→ Task instructions:
Repeat all entries word for word; skip images.

----------------------------------------

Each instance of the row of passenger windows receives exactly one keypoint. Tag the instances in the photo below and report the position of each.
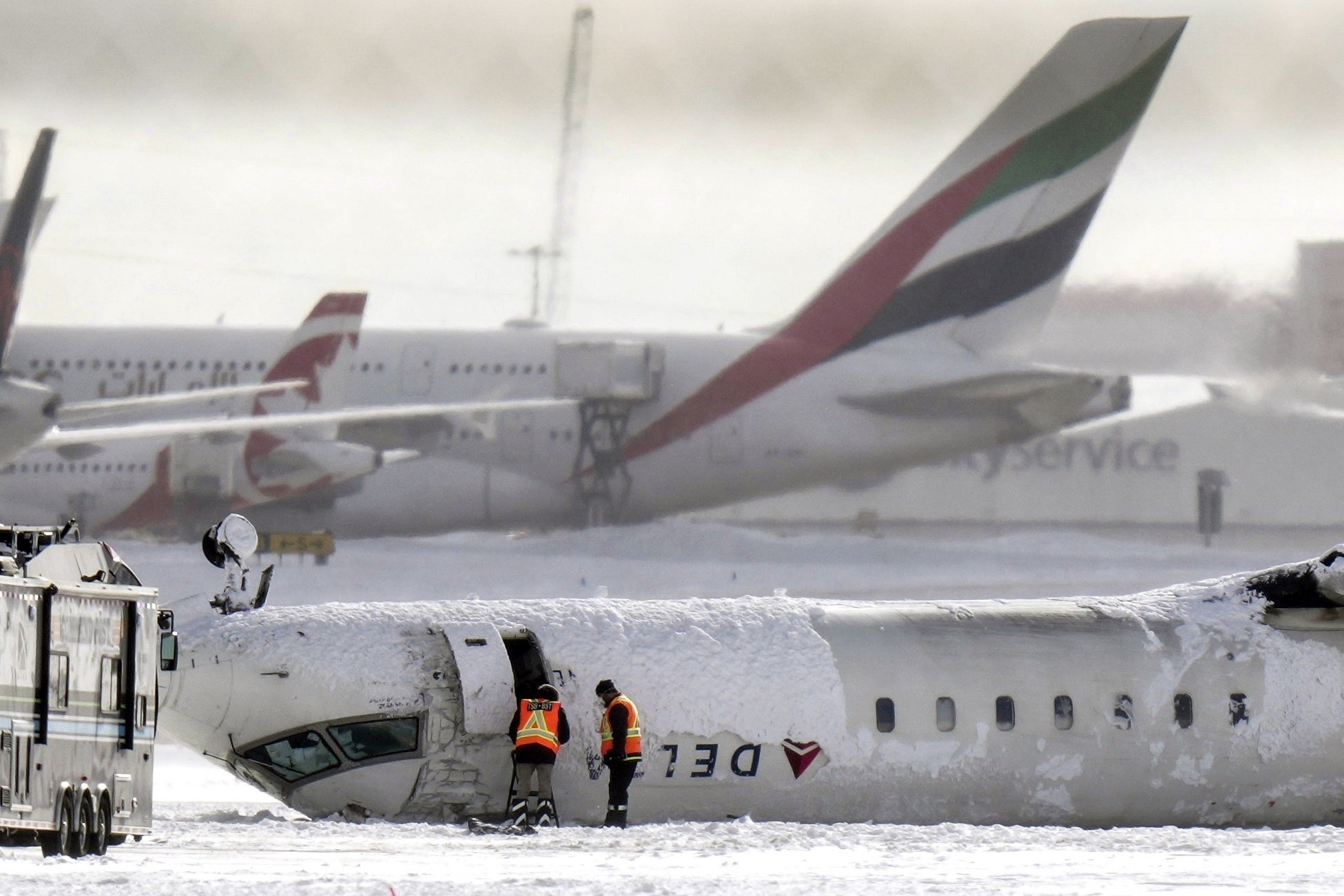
(97, 364)
(495, 368)
(377, 367)
(1006, 712)
(74, 468)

----------------------------------------

→ Your solution:
Each instance of the row of passenger windows receives exactly one keypoint. Tag the instances in the photo below and report the position of each.
(97, 364)
(495, 368)
(377, 367)
(1006, 712)
(74, 468)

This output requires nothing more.